(INPUT ROWS)
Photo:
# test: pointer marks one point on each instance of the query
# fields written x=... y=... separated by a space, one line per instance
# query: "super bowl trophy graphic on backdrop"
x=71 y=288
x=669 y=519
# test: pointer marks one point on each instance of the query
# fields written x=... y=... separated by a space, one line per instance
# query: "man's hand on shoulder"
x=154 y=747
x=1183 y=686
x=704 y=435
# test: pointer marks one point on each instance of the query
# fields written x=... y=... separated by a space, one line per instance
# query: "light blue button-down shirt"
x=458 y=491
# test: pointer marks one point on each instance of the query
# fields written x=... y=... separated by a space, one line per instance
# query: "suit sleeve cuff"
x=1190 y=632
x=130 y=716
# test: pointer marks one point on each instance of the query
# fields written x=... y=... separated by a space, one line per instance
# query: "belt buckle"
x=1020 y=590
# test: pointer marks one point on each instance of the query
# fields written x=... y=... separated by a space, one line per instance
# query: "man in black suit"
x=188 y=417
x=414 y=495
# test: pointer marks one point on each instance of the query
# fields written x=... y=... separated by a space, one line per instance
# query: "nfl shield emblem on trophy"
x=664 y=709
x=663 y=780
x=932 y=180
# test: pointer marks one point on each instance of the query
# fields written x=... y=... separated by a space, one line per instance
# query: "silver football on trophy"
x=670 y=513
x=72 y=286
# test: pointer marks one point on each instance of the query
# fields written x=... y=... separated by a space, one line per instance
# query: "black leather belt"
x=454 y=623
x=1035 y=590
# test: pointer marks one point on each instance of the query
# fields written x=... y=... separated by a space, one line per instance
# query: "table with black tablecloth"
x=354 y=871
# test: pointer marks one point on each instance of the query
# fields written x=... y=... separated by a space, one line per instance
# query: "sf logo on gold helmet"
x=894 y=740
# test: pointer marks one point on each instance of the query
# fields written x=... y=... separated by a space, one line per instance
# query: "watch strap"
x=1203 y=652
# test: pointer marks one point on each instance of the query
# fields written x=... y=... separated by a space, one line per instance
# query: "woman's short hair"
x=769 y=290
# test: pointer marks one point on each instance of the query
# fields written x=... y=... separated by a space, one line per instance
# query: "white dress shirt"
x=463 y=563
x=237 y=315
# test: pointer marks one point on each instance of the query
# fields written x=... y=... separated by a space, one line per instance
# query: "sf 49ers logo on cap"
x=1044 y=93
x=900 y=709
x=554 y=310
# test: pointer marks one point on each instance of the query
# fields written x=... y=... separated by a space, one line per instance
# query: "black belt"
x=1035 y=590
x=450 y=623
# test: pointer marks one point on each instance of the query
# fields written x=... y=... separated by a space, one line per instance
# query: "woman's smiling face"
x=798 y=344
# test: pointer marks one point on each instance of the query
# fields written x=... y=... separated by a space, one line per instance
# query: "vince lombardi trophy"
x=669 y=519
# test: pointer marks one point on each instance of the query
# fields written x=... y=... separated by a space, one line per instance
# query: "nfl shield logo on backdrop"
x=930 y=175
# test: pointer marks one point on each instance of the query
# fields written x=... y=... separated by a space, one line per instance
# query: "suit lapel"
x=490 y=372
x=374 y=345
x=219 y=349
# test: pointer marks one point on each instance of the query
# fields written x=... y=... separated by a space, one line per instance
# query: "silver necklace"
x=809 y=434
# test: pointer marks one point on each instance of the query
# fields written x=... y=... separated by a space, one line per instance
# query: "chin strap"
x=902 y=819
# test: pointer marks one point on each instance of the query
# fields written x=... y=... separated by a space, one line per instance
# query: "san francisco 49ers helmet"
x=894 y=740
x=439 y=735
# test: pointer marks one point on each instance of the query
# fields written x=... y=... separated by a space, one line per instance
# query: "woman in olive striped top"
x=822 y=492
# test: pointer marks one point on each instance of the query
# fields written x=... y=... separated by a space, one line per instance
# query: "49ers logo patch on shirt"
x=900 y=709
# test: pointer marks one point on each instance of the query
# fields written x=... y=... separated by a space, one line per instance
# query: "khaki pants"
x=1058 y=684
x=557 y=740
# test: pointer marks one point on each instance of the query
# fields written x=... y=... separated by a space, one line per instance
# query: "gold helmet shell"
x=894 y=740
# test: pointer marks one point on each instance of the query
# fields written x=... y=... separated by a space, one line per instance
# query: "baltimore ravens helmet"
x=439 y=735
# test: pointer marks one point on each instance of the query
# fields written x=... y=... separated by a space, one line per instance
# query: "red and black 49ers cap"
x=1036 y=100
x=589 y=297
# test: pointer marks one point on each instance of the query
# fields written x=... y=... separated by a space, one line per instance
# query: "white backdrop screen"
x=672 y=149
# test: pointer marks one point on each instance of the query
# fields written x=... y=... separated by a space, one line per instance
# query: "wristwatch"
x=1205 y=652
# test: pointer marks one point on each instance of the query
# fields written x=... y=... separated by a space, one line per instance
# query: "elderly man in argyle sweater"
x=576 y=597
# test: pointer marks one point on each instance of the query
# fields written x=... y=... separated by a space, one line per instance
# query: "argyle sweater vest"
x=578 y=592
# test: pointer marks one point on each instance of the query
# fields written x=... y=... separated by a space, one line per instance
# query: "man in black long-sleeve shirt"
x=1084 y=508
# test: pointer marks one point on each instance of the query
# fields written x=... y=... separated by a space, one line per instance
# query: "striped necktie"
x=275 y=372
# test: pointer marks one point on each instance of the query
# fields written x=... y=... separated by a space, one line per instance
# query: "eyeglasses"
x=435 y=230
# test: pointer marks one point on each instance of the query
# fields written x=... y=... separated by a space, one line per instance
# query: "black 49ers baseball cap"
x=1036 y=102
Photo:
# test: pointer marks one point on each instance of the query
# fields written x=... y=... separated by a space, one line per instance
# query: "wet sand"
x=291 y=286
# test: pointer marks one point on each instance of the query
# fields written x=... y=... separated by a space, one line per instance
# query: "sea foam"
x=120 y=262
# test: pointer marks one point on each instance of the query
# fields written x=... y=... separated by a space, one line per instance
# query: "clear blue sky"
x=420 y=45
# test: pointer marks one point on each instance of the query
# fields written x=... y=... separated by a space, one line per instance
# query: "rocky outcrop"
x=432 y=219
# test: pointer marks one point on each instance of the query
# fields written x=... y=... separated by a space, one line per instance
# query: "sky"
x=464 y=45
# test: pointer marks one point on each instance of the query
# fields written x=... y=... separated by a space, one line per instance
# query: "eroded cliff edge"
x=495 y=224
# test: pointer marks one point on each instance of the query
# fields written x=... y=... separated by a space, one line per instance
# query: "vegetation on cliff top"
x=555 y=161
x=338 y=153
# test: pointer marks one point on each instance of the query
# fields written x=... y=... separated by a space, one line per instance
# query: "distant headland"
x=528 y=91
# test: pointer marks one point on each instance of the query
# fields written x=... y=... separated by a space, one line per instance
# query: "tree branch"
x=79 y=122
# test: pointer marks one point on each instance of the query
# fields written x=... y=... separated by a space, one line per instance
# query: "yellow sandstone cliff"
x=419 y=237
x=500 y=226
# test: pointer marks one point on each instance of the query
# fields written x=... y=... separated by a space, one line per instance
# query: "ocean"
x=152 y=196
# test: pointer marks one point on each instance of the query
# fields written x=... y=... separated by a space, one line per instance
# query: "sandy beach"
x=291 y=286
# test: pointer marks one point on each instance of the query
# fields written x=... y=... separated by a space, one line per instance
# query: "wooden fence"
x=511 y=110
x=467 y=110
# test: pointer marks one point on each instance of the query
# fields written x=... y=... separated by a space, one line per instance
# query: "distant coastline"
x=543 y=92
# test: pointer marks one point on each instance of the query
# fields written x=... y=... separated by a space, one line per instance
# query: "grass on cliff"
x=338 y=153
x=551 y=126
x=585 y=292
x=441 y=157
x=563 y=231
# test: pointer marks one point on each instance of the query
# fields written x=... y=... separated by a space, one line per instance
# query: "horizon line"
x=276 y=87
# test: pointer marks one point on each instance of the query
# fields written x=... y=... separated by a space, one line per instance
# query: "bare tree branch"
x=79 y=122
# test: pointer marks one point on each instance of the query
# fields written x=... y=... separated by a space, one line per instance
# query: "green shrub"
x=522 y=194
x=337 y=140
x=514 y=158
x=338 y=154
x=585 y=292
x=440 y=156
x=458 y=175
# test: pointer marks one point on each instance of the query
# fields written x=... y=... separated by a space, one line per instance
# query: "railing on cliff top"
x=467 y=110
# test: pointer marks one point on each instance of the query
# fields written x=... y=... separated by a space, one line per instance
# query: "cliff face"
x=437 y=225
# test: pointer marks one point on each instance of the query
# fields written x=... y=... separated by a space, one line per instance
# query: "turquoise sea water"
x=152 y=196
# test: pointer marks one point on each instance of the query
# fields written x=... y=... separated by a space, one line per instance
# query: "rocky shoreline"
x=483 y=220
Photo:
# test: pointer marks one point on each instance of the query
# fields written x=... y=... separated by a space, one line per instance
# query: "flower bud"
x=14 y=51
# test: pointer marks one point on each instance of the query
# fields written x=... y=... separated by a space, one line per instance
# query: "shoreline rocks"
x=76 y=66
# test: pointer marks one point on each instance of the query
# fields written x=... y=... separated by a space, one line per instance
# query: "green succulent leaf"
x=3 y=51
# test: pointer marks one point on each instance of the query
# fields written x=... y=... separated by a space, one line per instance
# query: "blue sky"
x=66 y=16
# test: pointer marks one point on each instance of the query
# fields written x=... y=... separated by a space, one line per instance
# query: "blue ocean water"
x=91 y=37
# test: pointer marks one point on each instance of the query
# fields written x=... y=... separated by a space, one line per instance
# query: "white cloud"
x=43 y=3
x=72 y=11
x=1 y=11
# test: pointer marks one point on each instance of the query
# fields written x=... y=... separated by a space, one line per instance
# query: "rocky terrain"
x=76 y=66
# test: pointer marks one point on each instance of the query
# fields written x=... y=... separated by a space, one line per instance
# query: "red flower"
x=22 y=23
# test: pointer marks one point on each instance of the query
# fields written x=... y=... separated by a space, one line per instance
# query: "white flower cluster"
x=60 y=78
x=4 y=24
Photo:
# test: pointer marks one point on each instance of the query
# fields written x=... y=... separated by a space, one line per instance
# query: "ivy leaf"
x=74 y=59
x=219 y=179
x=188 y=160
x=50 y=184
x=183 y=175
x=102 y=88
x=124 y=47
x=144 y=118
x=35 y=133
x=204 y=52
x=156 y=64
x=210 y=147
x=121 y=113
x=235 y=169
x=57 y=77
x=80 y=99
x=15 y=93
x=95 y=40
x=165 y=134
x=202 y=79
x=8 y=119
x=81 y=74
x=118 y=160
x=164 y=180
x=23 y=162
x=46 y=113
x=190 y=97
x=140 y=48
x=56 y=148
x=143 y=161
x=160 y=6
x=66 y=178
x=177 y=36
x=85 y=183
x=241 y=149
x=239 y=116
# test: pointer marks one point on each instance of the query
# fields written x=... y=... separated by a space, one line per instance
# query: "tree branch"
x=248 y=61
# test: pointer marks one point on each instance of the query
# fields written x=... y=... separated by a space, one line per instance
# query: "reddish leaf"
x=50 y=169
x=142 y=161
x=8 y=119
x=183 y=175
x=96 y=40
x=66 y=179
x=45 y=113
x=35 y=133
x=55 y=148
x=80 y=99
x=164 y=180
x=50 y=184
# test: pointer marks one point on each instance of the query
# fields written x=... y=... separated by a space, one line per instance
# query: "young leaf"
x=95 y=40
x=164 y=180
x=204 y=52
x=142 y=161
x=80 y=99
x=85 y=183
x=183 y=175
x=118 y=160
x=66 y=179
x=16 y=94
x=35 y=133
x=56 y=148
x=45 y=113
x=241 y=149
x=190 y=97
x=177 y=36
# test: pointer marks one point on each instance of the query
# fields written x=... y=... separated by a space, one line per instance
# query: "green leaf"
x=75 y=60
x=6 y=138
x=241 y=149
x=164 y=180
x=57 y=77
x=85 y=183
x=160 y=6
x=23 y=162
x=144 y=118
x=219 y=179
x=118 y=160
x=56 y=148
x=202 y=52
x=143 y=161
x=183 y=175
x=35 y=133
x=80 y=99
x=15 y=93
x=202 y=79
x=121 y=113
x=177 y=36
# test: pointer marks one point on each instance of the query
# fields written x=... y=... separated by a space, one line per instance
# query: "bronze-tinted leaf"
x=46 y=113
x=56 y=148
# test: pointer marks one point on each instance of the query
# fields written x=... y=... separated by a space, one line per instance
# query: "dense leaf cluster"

(DIRECTIONS FOR THIS TASK) Report every line of the rows above that contains the string "distant", reproducing each such line in full.

(FULL SOLUTION)
# query: "distant headland"
# query: "distant coastline"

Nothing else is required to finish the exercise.